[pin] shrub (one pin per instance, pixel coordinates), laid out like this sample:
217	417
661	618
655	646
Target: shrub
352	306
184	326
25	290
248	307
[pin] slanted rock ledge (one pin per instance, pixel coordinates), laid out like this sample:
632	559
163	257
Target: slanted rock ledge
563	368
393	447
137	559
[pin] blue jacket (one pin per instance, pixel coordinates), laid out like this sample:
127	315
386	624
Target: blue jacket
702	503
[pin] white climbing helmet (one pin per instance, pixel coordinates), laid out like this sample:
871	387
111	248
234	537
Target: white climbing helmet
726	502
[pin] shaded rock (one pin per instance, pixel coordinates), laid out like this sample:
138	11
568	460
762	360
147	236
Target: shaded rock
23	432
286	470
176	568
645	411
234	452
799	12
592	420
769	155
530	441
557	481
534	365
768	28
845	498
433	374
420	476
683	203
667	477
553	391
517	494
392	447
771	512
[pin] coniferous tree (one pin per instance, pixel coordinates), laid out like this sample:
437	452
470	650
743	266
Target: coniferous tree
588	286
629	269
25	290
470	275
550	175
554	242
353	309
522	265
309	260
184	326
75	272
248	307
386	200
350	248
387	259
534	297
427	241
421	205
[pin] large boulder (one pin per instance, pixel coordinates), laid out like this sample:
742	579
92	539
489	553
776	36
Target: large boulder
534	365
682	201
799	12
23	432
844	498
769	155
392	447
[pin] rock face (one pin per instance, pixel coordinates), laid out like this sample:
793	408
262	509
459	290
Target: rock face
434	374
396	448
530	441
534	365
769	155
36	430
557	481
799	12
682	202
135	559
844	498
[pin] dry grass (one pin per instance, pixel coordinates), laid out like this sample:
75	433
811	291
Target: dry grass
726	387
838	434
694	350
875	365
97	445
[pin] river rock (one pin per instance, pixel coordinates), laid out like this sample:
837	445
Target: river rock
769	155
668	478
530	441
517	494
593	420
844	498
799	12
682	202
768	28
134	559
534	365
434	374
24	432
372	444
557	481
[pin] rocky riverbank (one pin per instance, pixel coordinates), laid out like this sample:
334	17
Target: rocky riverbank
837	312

*-*-*

#### [TASK DESCRIPTION]
One exact transcript of the whole listing is the expected answer.

#### [ANSWER TO THIS TASK]
[pin] shrub (one pin per instance, pixel coordinates), laid out like this sample:
217	417
661	618
655	646
Target: shrub
352	306
184	326
25	290
248	307
[pin] slanted rock ledge (one pin per instance, pixel coordinates), laid out like this sample:
632	559
163	257
Target: slanted rock ledge
563	368
393	447
137	559
[pin] blue jacket (one pin per instance, pixel coordinates), laid out like this sample:
127	315
386	624
Target: blue jacket
702	503
[pin] white climbing helmet (one pin per instance, pixel coordinates), laid out like this sample:
871	387
111	248
234	537
Target: white climbing helmet
726	502
[pin] shaded rock (one pin per instance, pixel coordinates), laid out like this sample:
138	11
568	460
762	360
147	236
Target: shaded rock
23	432
286	470
176	568
645	411
234	452
799	12
592	420
769	155
530	441
557	481
534	365
768	28
845	498
433	374
420	476
683	203
667	477
553	391
517	494
392	447
771	512
[pin] coniferous tree (one pin per instance, pixel coordinates), laid out like this sample:
437	452
470	650
743	266
Target: coniferous tree
588	286
629	269
25	290
470	275
550	175
554	242
353	309
522	265
309	260
184	326
75	272
248	307
386	200
350	248
387	259
534	297
427	241
421	205
[pin] large boulder (one pin per instance, pixel coordinates), laid out like this sample:
742	579
92	539
489	553
776	36
Target: large boulder
534	365
682	201
799	12
23	432
844	498
769	155
392	447
[pin] rock face (one pin per instance, pixel coordinates), laid out like this sample:
793	408
262	509
459	290
Target: rock face
434	374
396	448
530	441
534	365
769	155
36	430
557	481
799	12
682	202
135	559
844	498
[pin] dry grass (one pin per instance, pixel coordinates), laid out like this sample:
75	433
811	291
Target: dry grass
726	387
838	434
694	350
875	365
97	445
[pin] river rock (one pin per instance, pixel coordinates), laid out like this sample:
837	445
Target: river rock
769	155
668	478
530	441
517	494
593	420
844	498
799	12
682	202
768	28
134	559
534	365
434	374
24	432
372	444
557	481
[pin] rocky riverbank (one pin per instance, pixel coordinates), laid out like this sample:
334	17
Target: rocky riverbank
837	312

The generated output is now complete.